REQUIRED WORK:
The entries below are to be retyped exactly. Preserve every word.

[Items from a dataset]
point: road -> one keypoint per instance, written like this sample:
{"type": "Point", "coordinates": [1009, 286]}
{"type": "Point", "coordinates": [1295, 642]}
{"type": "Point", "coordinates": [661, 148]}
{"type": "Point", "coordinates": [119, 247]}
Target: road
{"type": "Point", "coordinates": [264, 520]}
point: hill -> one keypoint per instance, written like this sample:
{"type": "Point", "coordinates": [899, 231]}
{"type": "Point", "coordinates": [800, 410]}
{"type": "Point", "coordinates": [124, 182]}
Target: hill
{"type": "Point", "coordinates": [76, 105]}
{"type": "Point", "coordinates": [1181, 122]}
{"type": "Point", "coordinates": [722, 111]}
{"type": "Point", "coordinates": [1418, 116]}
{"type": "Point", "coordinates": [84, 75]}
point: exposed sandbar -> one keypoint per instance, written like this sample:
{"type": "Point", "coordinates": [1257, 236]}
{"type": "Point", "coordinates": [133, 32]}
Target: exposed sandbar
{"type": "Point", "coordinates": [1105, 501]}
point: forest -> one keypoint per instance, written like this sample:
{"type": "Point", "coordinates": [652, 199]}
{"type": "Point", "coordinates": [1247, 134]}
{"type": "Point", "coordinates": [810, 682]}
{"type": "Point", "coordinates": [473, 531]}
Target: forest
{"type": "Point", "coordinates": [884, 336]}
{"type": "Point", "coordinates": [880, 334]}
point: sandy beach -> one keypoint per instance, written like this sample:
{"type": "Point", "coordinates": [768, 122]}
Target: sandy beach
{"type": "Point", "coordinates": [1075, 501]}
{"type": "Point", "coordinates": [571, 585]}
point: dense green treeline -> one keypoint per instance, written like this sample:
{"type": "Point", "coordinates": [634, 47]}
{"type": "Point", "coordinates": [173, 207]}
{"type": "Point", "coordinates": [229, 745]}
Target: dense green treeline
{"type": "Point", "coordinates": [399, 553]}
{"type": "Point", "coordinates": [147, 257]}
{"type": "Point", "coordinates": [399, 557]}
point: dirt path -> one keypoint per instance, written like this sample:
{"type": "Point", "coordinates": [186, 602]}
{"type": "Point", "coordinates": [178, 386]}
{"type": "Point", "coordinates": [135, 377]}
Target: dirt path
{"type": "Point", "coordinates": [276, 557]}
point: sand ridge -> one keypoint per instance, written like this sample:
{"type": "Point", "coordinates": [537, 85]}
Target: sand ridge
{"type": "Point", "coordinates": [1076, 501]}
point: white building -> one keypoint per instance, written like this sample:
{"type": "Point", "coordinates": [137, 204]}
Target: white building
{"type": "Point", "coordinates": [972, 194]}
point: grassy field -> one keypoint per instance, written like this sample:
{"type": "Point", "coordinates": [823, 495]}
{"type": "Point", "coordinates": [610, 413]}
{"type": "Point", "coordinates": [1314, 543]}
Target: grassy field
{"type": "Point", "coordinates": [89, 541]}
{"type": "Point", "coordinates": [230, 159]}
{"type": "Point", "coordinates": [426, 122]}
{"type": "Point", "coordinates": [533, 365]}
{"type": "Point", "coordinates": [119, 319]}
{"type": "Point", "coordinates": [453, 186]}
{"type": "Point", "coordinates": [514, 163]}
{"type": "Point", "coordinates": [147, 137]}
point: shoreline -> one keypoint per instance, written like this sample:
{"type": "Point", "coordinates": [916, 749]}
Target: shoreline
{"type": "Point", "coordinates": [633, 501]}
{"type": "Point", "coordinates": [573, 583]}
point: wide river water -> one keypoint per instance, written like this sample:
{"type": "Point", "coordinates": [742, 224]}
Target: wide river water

SOLUTION FOR THIS TASK:
point: road -> one keypoint per instance, written like this sample:
{"type": "Point", "coordinates": [1009, 286]}
{"type": "Point", "coordinates": [1295, 642]}
{"type": "Point", "coordinates": [661, 148]}
{"type": "Point", "coordinates": [119, 247]}
Target: road
{"type": "Point", "coordinates": [264, 520]}
point: hill -> one keypoint per instance, written like this sample:
{"type": "Point", "coordinates": [899, 231]}
{"type": "Point", "coordinates": [800, 410]}
{"type": "Point", "coordinates": [124, 182]}
Target: hill
{"type": "Point", "coordinates": [76, 105]}
{"type": "Point", "coordinates": [1181, 122]}
{"type": "Point", "coordinates": [722, 111]}
{"type": "Point", "coordinates": [1418, 116]}
{"type": "Point", "coordinates": [84, 75]}
point: exposed sandbar -> one keypoint per instance, written like this sample:
{"type": "Point", "coordinates": [1257, 236]}
{"type": "Point", "coordinates": [133, 32]}
Target: exposed sandbar
{"type": "Point", "coordinates": [1105, 501]}
point: forest -> one keypoint per instance, written like this sample:
{"type": "Point", "coordinates": [652, 199]}
{"type": "Point", "coordinates": [1247, 134]}
{"type": "Point", "coordinates": [810, 682]}
{"type": "Point", "coordinates": [473, 531]}
Target: forest
{"type": "Point", "coordinates": [884, 336]}
{"type": "Point", "coordinates": [880, 334]}
point: sandy beach -> one keypoint per instance, written like this sample:
{"type": "Point", "coordinates": [768, 122]}
Target: sandy beach
{"type": "Point", "coordinates": [1075, 501]}
{"type": "Point", "coordinates": [571, 585]}
point: dense green treeline -> one keypoint per instance, written like this sample:
{"type": "Point", "coordinates": [634, 47]}
{"type": "Point", "coordinates": [173, 207]}
{"type": "Point", "coordinates": [229, 745]}
Target: dense green treeline
{"type": "Point", "coordinates": [399, 553]}
{"type": "Point", "coordinates": [147, 257]}
{"type": "Point", "coordinates": [399, 557]}
point: dirt path -> one keypoint per instance, written like this sample:
{"type": "Point", "coordinates": [186, 602]}
{"type": "Point", "coordinates": [178, 386]}
{"type": "Point", "coordinates": [135, 377]}
Target: dirt path
{"type": "Point", "coordinates": [276, 557]}
point: sand ridge -> one keypoint per instance, written like this sample:
{"type": "Point", "coordinates": [537, 85]}
Target: sand ridge
{"type": "Point", "coordinates": [1076, 501]}
point: white building -> one keypoint per instance, written like this sample:
{"type": "Point", "coordinates": [137, 204]}
Target: white building
{"type": "Point", "coordinates": [972, 194]}
point: grassy field -> one keypoint per instance, written like this sample:
{"type": "Point", "coordinates": [823, 495]}
{"type": "Point", "coordinates": [610, 413]}
{"type": "Point", "coordinates": [1314, 543]}
Target: grassy field
{"type": "Point", "coordinates": [89, 541]}
{"type": "Point", "coordinates": [230, 159]}
{"type": "Point", "coordinates": [426, 122]}
{"type": "Point", "coordinates": [533, 365]}
{"type": "Point", "coordinates": [119, 319]}
{"type": "Point", "coordinates": [453, 186]}
{"type": "Point", "coordinates": [514, 163]}
{"type": "Point", "coordinates": [147, 137]}
point: shoreline -> one keypoint per instance, written like this sample:
{"type": "Point", "coordinates": [916, 749]}
Target: shoreline
{"type": "Point", "coordinates": [633, 501]}
{"type": "Point", "coordinates": [573, 583]}
point: wide river water -> one keypoint per instance, written like this sample:
{"type": "Point", "coordinates": [742, 224]}
Target: wide river water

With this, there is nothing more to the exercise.